What needs to be done: What lines in this listing contain the string "post"? Report each one by copying it.

(Data supplied begins)

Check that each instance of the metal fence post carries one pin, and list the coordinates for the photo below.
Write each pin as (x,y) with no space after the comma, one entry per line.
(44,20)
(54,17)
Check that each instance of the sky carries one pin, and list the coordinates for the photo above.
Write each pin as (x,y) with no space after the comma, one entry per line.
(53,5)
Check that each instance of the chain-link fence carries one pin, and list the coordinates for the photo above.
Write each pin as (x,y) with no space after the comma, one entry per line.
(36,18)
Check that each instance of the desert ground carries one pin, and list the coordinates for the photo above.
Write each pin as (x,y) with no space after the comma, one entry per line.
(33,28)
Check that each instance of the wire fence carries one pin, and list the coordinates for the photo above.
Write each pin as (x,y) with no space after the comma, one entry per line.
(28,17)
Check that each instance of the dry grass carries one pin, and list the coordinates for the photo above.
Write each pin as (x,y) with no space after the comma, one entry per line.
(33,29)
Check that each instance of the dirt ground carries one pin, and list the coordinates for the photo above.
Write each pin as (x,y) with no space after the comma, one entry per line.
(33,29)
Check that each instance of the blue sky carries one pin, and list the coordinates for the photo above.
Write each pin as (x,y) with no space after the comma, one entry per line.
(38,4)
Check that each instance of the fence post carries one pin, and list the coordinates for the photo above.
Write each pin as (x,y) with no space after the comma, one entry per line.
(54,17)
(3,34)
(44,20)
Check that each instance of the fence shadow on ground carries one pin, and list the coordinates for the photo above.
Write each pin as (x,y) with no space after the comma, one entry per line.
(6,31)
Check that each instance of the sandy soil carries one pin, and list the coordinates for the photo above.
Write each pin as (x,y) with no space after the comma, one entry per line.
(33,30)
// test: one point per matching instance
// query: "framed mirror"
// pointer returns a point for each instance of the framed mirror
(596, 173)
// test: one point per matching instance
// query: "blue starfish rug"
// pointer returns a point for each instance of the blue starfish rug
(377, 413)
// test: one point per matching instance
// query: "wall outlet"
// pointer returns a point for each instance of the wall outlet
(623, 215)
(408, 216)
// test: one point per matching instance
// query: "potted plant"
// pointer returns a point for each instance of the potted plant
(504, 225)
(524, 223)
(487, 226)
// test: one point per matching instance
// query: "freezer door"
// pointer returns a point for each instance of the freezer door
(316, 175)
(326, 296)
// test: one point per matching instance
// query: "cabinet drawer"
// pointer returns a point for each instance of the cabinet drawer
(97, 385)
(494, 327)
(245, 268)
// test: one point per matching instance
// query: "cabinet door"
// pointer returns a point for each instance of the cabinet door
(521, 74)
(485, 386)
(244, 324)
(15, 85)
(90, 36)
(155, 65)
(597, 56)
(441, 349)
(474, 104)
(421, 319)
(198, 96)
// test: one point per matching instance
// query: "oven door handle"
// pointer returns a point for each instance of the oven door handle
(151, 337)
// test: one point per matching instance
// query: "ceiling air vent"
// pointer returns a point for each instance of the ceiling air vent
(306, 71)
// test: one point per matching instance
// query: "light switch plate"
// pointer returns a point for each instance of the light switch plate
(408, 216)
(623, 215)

(Data supplied ends)

Solved problem:
Check that each instance of the metal fence post carries one pin, and list the coordinates for the photo below.
Check that each instance of the fence post carries one pin, and list the coordinates for the photo above.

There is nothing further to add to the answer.